=== DATA FOR THIS TASK ===
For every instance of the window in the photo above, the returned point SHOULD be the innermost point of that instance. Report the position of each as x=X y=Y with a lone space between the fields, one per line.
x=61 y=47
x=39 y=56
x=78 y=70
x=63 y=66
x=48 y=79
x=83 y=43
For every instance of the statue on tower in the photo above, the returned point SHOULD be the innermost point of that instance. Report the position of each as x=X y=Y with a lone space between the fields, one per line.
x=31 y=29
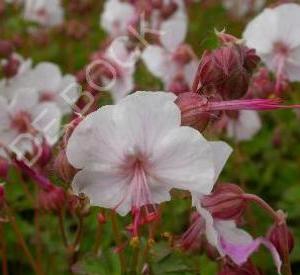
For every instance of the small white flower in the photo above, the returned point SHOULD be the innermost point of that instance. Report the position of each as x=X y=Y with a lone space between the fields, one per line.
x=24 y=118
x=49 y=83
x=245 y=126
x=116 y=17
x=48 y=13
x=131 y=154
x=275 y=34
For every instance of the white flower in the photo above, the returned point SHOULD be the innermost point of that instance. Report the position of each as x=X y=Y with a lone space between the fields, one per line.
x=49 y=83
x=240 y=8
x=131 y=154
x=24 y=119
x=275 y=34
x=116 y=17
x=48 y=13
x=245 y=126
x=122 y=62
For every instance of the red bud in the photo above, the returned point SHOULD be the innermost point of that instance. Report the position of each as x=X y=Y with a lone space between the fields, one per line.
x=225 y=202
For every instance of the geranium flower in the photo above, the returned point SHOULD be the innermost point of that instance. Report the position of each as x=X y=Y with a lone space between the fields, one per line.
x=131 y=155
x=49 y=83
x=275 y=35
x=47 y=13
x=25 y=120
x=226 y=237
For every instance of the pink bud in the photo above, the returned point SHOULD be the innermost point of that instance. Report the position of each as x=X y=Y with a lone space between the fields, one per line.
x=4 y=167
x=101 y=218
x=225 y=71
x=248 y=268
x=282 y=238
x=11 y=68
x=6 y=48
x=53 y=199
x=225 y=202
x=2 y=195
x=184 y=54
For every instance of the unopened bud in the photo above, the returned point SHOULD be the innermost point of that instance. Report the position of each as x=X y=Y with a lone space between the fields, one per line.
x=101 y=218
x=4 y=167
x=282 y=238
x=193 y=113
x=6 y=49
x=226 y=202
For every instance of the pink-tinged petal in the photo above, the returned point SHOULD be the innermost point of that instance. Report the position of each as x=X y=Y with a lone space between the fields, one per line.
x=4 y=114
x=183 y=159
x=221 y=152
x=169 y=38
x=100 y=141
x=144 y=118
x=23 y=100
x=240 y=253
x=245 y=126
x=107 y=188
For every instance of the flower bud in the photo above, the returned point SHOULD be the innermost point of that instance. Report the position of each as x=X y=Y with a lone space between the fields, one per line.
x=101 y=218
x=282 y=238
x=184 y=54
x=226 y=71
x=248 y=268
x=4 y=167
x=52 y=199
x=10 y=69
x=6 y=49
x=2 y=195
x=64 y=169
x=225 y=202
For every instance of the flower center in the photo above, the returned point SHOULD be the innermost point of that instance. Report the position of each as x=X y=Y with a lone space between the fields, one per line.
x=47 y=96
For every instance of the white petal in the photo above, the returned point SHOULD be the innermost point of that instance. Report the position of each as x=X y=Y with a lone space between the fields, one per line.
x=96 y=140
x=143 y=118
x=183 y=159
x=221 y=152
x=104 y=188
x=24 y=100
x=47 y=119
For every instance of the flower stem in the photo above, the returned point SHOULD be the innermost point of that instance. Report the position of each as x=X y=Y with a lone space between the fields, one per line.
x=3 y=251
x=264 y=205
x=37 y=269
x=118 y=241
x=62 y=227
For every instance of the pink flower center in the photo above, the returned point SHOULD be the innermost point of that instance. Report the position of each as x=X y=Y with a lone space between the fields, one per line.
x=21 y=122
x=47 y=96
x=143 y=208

=== AIM OF THE TASK ===
Give the rows above as a numbered list, from the line containing "For every instance of the unopened" through the line containing "x=226 y=202", inclusive, with any blank lines left out.

=== IN RESPONSE ===
1. For every instance of the unopened bud in the photo above, the returned point SHOULD be the innermost point of that instance. Report the position of each as x=X y=Y with a lone space between the fields, one per line.
2. x=101 y=218
3. x=4 y=167
4. x=282 y=238
5. x=193 y=113
6. x=6 y=49
7. x=226 y=202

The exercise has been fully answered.